Exercise goal » Copy out the entries that follow. Leave none out.

Data for the task »
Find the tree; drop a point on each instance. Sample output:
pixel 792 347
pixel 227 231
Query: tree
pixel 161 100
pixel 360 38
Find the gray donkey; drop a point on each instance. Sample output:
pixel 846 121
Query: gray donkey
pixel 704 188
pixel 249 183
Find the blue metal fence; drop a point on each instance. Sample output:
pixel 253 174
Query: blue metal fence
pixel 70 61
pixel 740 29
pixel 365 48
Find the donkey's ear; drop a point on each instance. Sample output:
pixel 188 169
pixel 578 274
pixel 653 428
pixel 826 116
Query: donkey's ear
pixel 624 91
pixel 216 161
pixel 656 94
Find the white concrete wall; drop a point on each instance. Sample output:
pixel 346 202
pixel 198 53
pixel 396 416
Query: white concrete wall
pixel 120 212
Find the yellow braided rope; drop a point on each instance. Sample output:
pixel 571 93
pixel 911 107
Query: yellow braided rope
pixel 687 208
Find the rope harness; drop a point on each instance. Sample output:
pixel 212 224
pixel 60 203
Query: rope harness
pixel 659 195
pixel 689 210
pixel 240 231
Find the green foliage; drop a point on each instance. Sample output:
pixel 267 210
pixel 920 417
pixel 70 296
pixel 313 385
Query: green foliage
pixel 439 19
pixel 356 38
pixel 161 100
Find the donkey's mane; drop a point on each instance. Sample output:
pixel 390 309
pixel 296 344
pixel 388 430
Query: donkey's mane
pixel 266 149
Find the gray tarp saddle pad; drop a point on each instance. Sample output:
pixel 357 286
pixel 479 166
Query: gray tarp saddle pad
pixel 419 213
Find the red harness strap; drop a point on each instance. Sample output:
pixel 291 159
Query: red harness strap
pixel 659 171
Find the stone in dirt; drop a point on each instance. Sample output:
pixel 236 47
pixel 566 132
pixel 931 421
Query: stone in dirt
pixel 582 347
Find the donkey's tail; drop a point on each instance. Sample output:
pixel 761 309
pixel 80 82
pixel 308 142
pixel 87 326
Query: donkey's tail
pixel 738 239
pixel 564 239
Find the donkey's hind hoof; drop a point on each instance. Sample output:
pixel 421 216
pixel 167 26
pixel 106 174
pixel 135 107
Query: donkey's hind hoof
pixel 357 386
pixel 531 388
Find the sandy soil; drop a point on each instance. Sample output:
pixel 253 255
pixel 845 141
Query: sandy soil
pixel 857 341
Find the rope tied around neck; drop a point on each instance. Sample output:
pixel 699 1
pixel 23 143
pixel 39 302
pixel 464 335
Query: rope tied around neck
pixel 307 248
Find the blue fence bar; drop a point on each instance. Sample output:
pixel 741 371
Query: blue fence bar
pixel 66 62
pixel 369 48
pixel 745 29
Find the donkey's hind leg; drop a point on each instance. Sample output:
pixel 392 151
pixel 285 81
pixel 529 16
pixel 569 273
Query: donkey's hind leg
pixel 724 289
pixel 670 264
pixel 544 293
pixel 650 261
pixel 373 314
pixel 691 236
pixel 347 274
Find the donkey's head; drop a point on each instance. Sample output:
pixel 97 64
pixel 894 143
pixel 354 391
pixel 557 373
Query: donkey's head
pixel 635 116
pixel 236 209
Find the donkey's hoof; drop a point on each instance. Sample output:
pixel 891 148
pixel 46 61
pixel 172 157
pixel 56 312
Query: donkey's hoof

Result »
Find the tree; drop a point on each instance. Sample output:
pixel 792 347
pixel 227 231
Query: tree
pixel 161 100
pixel 360 38
Find the gray donkey; drop a point on each instance. Sample output:
pixel 846 121
Query: gray donkey
pixel 704 188
pixel 249 183
Find the blue metal fence; drop a point on each instance. Sample output:
pixel 253 174
Query: blue metal fence
pixel 70 61
pixel 740 29
pixel 365 48
Find the donkey's ear; drop a point on each instance. Sample output:
pixel 188 169
pixel 578 274
pixel 653 428
pixel 826 116
Query: donkey's ear
pixel 624 91
pixel 216 161
pixel 656 94
Find the white concrete wall; drop a point on each instance. Sample output:
pixel 346 202
pixel 198 53
pixel 396 416
Query: white concrete wall
pixel 120 212
Find the yellow braided rope; drop a point on each instance. Sample output:
pixel 571 93
pixel 911 107
Query: yellow braided rope
pixel 687 208
Find the rope harness; drop a point on each instance. Sample output:
pixel 212 224
pixel 60 203
Query: rope harness
pixel 659 195
pixel 689 210
pixel 240 231
Find the green foliage; drop a point on each instance. Sample output:
pixel 267 210
pixel 920 417
pixel 70 296
pixel 313 385
Query: green foliage
pixel 439 19
pixel 356 38
pixel 161 100
Find the donkey's mane; drop a point on each instance. Sample output:
pixel 390 309
pixel 296 344
pixel 388 430
Query: donkey's mane
pixel 266 149
Find the gray tarp saddle pad; drop a point on each instance. Sample output:
pixel 357 286
pixel 479 166
Query: gray tarp saddle pad
pixel 419 213
Find the red harness strap; drop a point on each instance. Sample output:
pixel 291 159
Query: red harness strap
pixel 659 171
Find the stone in dirt; drop a point on each instance. Sample output:
pixel 236 47
pixel 566 132
pixel 931 421
Query: stone in dirt
pixel 582 347
Find the donkey's tail; drop a point on each instance. Sample output:
pixel 761 309
pixel 80 82
pixel 308 142
pixel 87 326
Query: donkey's tail
pixel 738 239
pixel 564 239
Find the donkey's hind hoof; drop a point on each instance. Sample output:
pixel 421 216
pixel 167 26
pixel 106 174
pixel 135 107
Query: donkey's hind hoof
pixel 357 386
pixel 531 388
Find the sandy soil; drop a point on each instance. Sample output:
pixel 253 255
pixel 845 141
Query: sandy soil
pixel 857 341
Find the rope tied around neck; drop a point on each instance. Sample output:
pixel 699 1
pixel 23 143
pixel 39 302
pixel 464 335
Query: rope tied around neck
pixel 307 248
Find the blue fence bar; drop a point on each instance. Sample output:
pixel 741 371
Query: blue fence bar
pixel 66 62
pixel 369 48
pixel 745 29
Find the donkey's hind leg; drop a point on each instance. Sample output:
pixel 392 151
pixel 285 81
pixel 529 16
pixel 569 273
Query: donkey's hind leg
pixel 724 289
pixel 670 264
pixel 544 293
pixel 650 261
pixel 373 314
pixel 691 236
pixel 347 274
Find the donkey's head; drop a point on each instance. Sample output:
pixel 97 64
pixel 894 143
pixel 354 391
pixel 557 373
Query: donkey's head
pixel 635 116
pixel 236 209
Find the donkey's hoof; drop a point on each instance. Sample output:
pixel 891 148
pixel 46 61
pixel 172 157
pixel 56 312
Query: donkey's hoof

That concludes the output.